Edward Pentin began reporting on the Pope and the Vatican with Vatican Radio before moving on to become the Rome correspondent for the National Catholic Register. He has also reported on the Holy See and the Catholic Church for a number of other publications including Newsweek, Newsmax, Zenit, The Catholic Herald, and The Holy Land Review, a Franciscan publication specializing in the Church and the Middle East. Edward is the author of “The Rigging of a Vatican Synod? An Investigation into Alleged Manipulation at the Extraordinary Synod on the Family”, published by Ignatius Press. Follow him on Twitter @edwardpentin
After years of speculation and delays over concerns his elevation to the altars may be politicized, the Vatican announced today that Archbishop Óscar Romero of San Salvador will be beatified.
Following a private audience this morning with Cardinal Angelo Amato, prefect of the Congregation for the Causes of Saints, the Vatican said Pope Francis authorized the Congregation to promulgate a decree declaring that Archbishop Romero was “killed in hatred of the faith” on March 24, 1980.
The Vatican also announced today that three European missionaries killed by a Peruvian armed militia while serving the poor will also be beatified.
Born August 15, 1917, Archbishop Óscar Arnulfo Romero y Galdámez was an outspoken defender of the poor and the victims of repression, bringing him into conflict with the government in El Salvador and some within the Church.
His resistance would ultimately cost him his life and he was assassinated while celebrating Mass in a small chapel of a cancer hospital where he lived.
Journalist and author Christopher Dickey, then a correspondent for the Washington Post in El Salvador and now foreign editor for the Daily Beast, has long been keen to see Archbishop Romero made a saint after following him closely in El Salvador. He sent this tribute in response to today’s news:
“The one time I interviewed Msgr. Romero and the few other times I saw him, I was impressed by his humility—and his humor. In that, he reminds me very much of Pope Francis. But what was most impressive about Romero is that he knew—as we all knew—that he was about to be killed. He did not set out to make himself a martyr, far from it. But he would not be silenced in his defense of the Salvadoran poor, who were being slaughtered as the left and the guerrillas tried to organize them and the right wing military and moneyed elites tried to terrify them into passivity. These were times when bodies lay on country roads and in the city streets each morning like just so much refuse. Romero would not and could not accept this relentless repression. So he spoke out, and not just the day before he was killed, but again and again, gently, firmly, but without equivocation. The murder had to end.
────────────────────────────────────────
» Instructions to follow
Reproduce the portion of the article on Archbishop Romero's beatification starting with "Following a private" and going on through "where he lived.".

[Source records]
────────────────────────────────────────
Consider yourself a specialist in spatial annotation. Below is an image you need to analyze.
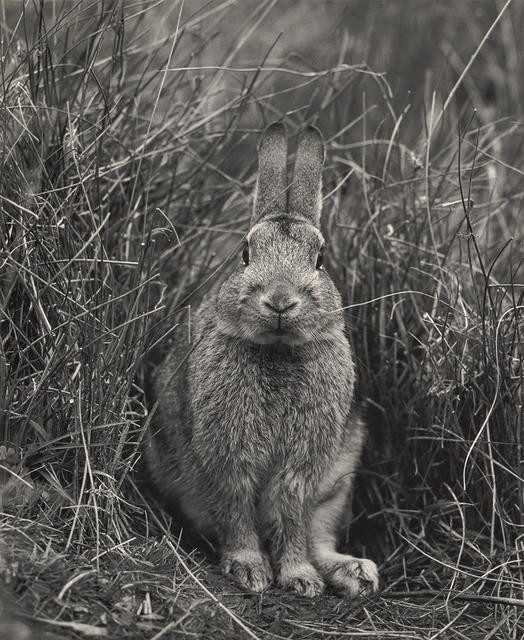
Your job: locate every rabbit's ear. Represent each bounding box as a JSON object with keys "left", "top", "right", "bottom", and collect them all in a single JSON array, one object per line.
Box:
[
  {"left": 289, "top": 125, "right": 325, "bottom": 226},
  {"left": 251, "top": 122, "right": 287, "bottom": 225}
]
────────────────────────────────────────
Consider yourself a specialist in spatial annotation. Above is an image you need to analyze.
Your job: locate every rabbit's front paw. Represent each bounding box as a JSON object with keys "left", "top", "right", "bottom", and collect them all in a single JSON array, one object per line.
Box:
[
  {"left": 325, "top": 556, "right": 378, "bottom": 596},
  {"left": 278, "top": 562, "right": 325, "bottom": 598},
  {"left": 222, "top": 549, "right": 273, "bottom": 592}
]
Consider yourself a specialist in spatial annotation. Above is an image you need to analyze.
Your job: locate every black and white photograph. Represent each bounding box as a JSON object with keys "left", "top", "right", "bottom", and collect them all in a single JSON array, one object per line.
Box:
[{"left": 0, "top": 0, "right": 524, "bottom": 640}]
────────────────────────────────────────
» Written reply
Following a private audience this morning with Cardinal Angelo Amato, prefect of the Congregation for the Causes of Saints, the Vatican said Pope Francis authorized the Congregation to promulgate a decree declaring that Archbishop Romero was “killed in hatred of the faith” on March 24, 1980.
The Vatican also announced today that three European missionaries killed by a Peruvian armed militia while serving the poor will also be beatified.
Born August 15, 1917, Archbishop Óscar Arnulfo Romero y Galdámez was an outspoken defender of the poor and the victims of repression, bringing him into conflict with the government in El Salvador and some within the Church.
His resistance would ultimately cost him his life and he was assassinated while celebrating Mass in a small chapel of a cancer hospital where he lived.